STATED GOAL. Arrange the lines of the entries as a Markdown table with two columns, Row and Line, starting at the first line of the entries and ending at the line that contains "POLYGON ((32 103, 36", both included. Number the rows in order and leave out blank lines.
======== SOURCE DATA
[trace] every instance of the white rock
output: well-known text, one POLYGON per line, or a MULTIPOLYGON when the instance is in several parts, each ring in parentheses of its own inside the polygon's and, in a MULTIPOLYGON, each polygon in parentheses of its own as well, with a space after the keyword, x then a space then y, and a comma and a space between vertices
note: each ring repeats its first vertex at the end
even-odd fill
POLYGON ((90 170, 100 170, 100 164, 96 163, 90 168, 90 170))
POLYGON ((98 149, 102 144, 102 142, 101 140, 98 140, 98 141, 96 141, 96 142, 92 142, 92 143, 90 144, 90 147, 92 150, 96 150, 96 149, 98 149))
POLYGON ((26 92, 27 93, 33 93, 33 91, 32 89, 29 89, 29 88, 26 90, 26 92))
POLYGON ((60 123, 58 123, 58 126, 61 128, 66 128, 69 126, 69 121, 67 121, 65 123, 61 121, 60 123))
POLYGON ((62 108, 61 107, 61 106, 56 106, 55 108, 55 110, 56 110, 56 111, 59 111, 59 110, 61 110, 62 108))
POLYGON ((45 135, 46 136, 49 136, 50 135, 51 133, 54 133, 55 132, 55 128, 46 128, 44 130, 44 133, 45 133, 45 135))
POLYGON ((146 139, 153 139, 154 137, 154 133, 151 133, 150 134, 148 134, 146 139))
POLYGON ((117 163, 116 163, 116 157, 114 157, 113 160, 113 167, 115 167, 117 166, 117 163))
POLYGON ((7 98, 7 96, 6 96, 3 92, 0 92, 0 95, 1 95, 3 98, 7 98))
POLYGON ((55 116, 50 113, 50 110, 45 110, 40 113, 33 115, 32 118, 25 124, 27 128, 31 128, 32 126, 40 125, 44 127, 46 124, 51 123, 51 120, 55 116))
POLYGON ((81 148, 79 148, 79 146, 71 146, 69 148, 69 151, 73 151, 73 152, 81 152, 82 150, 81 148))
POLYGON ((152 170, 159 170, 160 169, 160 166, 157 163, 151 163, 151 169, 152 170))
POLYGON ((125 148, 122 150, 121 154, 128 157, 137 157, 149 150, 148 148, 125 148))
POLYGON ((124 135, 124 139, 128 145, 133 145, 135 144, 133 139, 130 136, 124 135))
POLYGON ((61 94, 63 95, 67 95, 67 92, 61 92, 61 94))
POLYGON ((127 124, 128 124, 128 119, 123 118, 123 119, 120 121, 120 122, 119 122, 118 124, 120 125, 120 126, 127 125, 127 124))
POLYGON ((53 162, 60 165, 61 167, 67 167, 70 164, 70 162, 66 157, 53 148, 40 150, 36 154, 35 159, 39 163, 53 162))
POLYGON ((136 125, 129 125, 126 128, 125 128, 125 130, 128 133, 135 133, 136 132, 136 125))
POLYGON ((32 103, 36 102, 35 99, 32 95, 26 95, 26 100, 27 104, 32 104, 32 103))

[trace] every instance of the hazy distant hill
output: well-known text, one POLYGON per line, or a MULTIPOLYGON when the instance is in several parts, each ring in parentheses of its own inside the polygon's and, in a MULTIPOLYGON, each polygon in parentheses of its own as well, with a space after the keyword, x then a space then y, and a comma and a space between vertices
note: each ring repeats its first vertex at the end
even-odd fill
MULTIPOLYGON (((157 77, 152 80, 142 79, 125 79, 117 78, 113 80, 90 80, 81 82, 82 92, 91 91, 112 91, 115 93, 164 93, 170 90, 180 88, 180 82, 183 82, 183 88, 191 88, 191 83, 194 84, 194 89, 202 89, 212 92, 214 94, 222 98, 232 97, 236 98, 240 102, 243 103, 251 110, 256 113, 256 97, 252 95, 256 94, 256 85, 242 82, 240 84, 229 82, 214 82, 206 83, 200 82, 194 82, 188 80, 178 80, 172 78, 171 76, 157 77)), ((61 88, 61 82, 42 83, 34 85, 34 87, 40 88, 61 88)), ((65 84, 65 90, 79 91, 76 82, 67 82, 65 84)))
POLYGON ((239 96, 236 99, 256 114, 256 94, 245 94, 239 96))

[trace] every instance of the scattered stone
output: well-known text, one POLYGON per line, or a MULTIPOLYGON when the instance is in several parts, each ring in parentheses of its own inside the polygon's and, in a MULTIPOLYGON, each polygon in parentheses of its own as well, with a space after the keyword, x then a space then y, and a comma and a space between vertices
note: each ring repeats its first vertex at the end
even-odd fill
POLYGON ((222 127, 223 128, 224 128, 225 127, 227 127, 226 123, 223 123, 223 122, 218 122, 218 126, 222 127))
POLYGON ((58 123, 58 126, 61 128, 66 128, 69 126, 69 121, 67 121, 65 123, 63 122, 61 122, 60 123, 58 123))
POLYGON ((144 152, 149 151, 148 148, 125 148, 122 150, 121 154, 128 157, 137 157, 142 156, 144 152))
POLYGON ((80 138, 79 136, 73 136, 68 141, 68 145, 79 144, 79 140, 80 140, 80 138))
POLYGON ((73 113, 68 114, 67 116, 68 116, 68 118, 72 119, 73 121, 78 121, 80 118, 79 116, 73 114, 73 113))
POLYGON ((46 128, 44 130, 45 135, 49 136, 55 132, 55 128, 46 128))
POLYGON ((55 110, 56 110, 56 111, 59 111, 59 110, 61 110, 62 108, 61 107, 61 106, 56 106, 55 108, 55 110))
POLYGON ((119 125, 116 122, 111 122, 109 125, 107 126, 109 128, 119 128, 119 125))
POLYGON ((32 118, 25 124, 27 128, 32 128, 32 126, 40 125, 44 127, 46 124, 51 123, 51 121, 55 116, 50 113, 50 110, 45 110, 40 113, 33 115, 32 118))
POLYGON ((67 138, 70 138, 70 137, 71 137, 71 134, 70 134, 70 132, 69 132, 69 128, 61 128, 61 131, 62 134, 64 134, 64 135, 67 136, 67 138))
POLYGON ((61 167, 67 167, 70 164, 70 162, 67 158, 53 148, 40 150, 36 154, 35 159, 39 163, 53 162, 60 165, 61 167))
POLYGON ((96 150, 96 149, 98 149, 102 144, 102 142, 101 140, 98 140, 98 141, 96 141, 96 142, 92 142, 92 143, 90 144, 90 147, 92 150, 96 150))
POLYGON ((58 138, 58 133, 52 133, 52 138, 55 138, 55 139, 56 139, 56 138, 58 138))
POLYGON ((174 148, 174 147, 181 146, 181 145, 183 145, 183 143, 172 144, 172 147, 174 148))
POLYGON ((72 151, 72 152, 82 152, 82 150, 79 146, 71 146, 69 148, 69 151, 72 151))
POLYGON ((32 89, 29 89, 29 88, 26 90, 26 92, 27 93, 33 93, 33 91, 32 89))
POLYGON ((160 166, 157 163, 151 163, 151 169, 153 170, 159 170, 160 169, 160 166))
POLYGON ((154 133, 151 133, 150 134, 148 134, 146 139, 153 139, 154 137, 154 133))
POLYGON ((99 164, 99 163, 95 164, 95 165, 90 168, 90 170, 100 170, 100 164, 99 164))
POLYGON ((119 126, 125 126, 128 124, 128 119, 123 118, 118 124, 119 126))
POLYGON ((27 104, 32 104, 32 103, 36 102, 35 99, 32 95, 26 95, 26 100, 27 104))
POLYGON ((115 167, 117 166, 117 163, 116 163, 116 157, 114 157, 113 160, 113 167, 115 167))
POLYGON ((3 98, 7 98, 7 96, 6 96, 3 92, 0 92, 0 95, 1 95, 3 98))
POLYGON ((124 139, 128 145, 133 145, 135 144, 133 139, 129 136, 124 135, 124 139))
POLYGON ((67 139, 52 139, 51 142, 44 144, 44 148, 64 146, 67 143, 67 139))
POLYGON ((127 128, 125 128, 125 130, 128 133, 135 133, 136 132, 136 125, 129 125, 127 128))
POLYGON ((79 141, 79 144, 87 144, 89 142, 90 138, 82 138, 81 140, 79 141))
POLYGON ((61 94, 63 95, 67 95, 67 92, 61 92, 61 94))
================
EXERCISE RESULT.
| Row | Line |
|---|---|
| 1 | [trace] every instance of the white rock |
| 2 | output: well-known text, one POLYGON per line, or a MULTIPOLYGON when the instance is in several parts, each ring in parentheses of its own inside the polygon's and, in a MULTIPOLYGON, each polygon in parentheses of its own as well, with a space after the keyword, x then a space then y, and a comma and a space between vertices |
| 3 | note: each ring repeats its first vertex at the end |
| 4 | even-odd fill |
| 5 | POLYGON ((90 170, 100 170, 100 164, 96 163, 90 168, 90 170)) |
| 6 | POLYGON ((98 149, 102 144, 102 142, 101 140, 98 140, 98 141, 96 141, 96 142, 92 142, 92 143, 90 144, 90 147, 92 150, 96 150, 96 149, 98 149)) |
| 7 | POLYGON ((26 92, 27 93, 33 93, 33 91, 32 89, 29 89, 29 88, 26 90, 26 92)) |
| 8 | POLYGON ((60 123, 58 123, 58 126, 61 128, 66 128, 69 126, 69 121, 67 121, 65 123, 61 121, 60 123)) |
| 9 | POLYGON ((62 108, 61 107, 61 106, 56 106, 55 108, 55 110, 56 110, 56 111, 59 111, 59 110, 61 110, 62 108)) |
| 10 | POLYGON ((45 135, 46 136, 49 136, 50 135, 51 133, 54 133, 55 132, 55 128, 46 128, 44 130, 44 133, 45 133, 45 135)) |
| 11 | POLYGON ((146 139, 153 139, 154 137, 154 133, 151 133, 150 134, 148 134, 146 139)) |
| 12 | POLYGON ((117 163, 116 163, 116 157, 114 157, 113 160, 113 167, 115 167, 117 166, 117 163)) |
| 13 | POLYGON ((7 98, 7 96, 6 96, 3 92, 0 92, 0 95, 1 95, 3 98, 7 98)) |
| 14 | POLYGON ((55 116, 50 113, 50 110, 45 110, 40 113, 33 115, 32 118, 25 124, 27 128, 31 128, 32 126, 40 125, 44 127, 46 124, 51 123, 51 120, 55 116)) |
| 15 | POLYGON ((81 148, 79 148, 79 146, 71 146, 69 148, 69 151, 73 151, 73 152, 81 152, 82 150, 81 148)) |
| 16 | POLYGON ((152 170, 159 170, 160 169, 160 166, 157 163, 151 163, 151 169, 152 170)) |
| 17 | POLYGON ((125 148, 122 150, 121 154, 128 157, 137 157, 149 150, 148 148, 125 148)) |
| 18 | POLYGON ((124 135, 124 139, 128 145, 133 145, 135 144, 133 139, 130 136, 124 135)) |
| 19 | POLYGON ((61 94, 63 95, 67 95, 67 92, 61 92, 61 94)) |
| 20 | POLYGON ((127 124, 128 124, 128 119, 123 118, 123 119, 120 121, 120 122, 119 122, 118 124, 120 125, 120 126, 127 125, 127 124)) |
| 21 | POLYGON ((53 162, 60 165, 61 167, 67 167, 70 164, 70 162, 66 157, 53 148, 40 150, 36 154, 35 159, 39 163, 53 162)) |
| 22 | POLYGON ((136 125, 129 125, 126 128, 125 128, 125 130, 128 133, 135 133, 136 132, 136 125)) |
| 23 | POLYGON ((32 103, 36 102, 35 99, 32 95, 26 95, 26 100, 27 104, 32 104, 32 103)) |